*** RECORDED DATA ***

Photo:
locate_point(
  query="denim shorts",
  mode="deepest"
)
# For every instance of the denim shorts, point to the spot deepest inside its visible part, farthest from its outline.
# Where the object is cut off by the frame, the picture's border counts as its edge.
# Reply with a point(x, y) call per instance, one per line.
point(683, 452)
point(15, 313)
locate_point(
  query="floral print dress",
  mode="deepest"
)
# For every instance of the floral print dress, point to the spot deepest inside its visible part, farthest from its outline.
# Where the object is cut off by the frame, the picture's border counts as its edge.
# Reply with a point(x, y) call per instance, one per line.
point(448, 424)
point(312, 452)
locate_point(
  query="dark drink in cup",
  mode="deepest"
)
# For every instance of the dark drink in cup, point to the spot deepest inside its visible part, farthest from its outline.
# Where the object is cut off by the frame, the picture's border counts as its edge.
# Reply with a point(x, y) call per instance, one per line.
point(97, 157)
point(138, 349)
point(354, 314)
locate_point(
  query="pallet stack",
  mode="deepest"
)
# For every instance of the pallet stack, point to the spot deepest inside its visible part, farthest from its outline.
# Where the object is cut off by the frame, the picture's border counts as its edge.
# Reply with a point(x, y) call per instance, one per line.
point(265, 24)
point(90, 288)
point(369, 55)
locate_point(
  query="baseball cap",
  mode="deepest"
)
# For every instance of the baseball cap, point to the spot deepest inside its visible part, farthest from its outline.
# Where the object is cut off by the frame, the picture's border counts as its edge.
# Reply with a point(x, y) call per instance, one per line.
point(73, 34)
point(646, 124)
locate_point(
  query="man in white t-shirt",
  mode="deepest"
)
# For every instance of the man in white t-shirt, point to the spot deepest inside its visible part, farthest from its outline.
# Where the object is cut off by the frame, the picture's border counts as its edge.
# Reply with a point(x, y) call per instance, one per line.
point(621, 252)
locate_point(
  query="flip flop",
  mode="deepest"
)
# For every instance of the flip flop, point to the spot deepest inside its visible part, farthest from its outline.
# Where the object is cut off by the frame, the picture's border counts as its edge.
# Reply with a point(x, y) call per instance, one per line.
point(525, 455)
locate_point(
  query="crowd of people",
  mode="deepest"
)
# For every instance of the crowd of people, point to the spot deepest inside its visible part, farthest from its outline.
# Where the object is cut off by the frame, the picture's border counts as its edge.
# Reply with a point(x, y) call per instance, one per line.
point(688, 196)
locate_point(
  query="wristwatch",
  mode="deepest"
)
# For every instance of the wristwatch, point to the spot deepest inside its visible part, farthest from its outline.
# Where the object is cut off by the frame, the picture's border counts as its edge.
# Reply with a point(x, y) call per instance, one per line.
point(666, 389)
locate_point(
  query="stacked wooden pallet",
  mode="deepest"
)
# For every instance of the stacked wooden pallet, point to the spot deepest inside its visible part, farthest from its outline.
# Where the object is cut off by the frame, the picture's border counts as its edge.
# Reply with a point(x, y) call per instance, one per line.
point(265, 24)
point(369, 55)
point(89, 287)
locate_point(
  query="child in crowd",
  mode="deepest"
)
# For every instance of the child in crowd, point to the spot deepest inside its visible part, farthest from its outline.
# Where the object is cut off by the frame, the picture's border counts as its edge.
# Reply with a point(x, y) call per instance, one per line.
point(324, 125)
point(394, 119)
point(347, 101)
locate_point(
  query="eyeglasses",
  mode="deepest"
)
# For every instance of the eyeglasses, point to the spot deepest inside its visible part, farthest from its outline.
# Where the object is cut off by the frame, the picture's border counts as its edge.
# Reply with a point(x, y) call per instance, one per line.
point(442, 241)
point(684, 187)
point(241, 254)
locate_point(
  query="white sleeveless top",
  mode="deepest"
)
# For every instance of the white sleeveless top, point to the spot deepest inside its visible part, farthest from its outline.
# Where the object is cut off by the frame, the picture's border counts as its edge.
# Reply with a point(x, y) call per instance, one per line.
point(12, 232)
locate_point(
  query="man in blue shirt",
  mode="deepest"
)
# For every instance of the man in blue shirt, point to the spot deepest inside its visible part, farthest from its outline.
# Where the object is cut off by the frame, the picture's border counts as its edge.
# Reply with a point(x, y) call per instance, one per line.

*** End of RECORDED DATA ***

WHAT THE TASK REQUIRES: Write out the records above exactly as given.

TASK SOLUTION:
Photo:
locate_point(
  query="denim shorts",
  mode="deepest"
)
# For every instance of the denim shorts, point to the spot deepest inside its visible part, farthest from its outline.
# Where the object is cut off by the frame, the picture's border counts as its edge.
# Reply with a point(x, y) call per instance, one per line.
point(683, 452)
point(15, 313)
locate_point(
  query="floral print dress",
  mode="deepest"
)
# For every instance of the floral print dress, point to the spot deepest inside its visible part, farthest from its outline.
# Where the object is cut off by the frame, the picture's border counts as its edge.
# Reply with a point(x, y) call per instance, one per line.
point(448, 424)
point(312, 452)
locate_point(
  query="dark drink in cup",
  mode="deepest"
)
# For every instance of the dark drink in cup, point to the spot deepest inside its visible part, farthest from its outline.
# Where the object is cut off by the frame, the picture's border counts as its edge.
# Reply with a point(x, y) call per instance, one per line.
point(97, 157)
point(138, 349)
point(354, 314)
locate_point(
  query="pallet stack",
  mode="deepest"
)
# For every instance of the pallet stack, point to the spot deepest inside its visible part, farthest from its outline.
# Where the object is cut off by the frame, the picture's border counts as its edge.
# Reply with a point(x, y) call per instance, one per line.
point(265, 24)
point(90, 288)
point(369, 55)
locate_point(
  query="baseball cap",
  mode="deepest"
)
# For every instance of the baseball cap, point to the spot deepest inside its visible part, farthest from its outline.
# Where the object is cut off by the frame, the picture's border counts as its edge.
# Reply with a point(x, y) call per instance, one per line.
point(73, 34)
point(646, 124)
locate_point(
  query="man in white t-shirt",
  mode="deepest"
)
# For every instance of the man in white t-shirt, point to the spot deepest inside its visible part, farthest from its outline.
# Where the object is cut off by the frame, the picture's border counts as its edge.
# Reply with a point(x, y) call per instance, one per line.
point(621, 252)
locate_point(
  query="flip flop",
  mode="deepest"
)
# For every instance of the flip flop, point to the spot deepest inside its visible part, farthest from its outline.
# Where the object is cut off by the frame, the picture's border counts as its edge.
# Reply with a point(x, y) call per instance, one per line.
point(525, 455)
locate_point(
  query="crowd of people",
  mode="deepest"
)
# For every instance of the crowd of people, point to the spot deepest inside its visible part, farthest from its outline.
# Where the object is cut off by the frame, the picture's border counts as its edge.
# Reply with a point(x, y) call per instance, one per line.
point(688, 196)
locate_point(
  query="wristwatch",
  mode="deepest"
)
# For every instance of the wristwatch, point to the spot deepest inside its visible part, farthest from its outline.
# Where the object is cut off by the frame, the picture's border counts as its edge.
# Reply with a point(x, y) call per instance, one per line.
point(666, 389)
locate_point(
  query="stacked wooden pallet",
  mode="deepest"
)
# For every instance of the stacked wooden pallet, point to the spot deepest inside its visible part, farthest from its outline.
# Where the object is cut off by the frame, the picture's border counts as its edge.
# Reply with a point(x, y) call per instance, one per line.
point(265, 24)
point(369, 55)
point(89, 287)
locate_point(
  query="child in crowd",
  mode="deepest"
)
# For every instance of the child in crowd, point to the spot deepest inside its visible part, farthest from its outline.
# Where the object is cut off by the frame, the picture's border counts as its edge.
# Reply with a point(x, y) call per instance, one per line.
point(324, 125)
point(394, 119)
point(347, 101)
locate_point(
  query="eyeglasses",
  mode="deepest"
)
# For every instance of the eyeglasses, point to the spot deepest inside its visible part, farthest from its outline.
# Where the object is cut off by the frame, the picture's border counts as its edge.
# Reply with a point(x, y) call per instance, one per line.
point(442, 241)
point(684, 187)
point(241, 254)
locate_point(
  query="white sleeveless top",
  mode="deepest"
)
# For every instance of the white sleeveless top, point to the spot deepest inside its visible part, farthest from its outline.
# Where the object is cut off by the frame, the picture's border counts as its edge.
# Reply with a point(x, y) call per instance, one per line.
point(12, 232)
locate_point(
  query="man in blue shirt",
  mode="deepest"
)
# For every instance of the man in blue shirt, point to the spot deepest inside its visible part, farthest from its outline.
# Where the object is cut off by the frame, the picture's border counts as its edge.
# Reply with a point(x, y) call per instance, one per line.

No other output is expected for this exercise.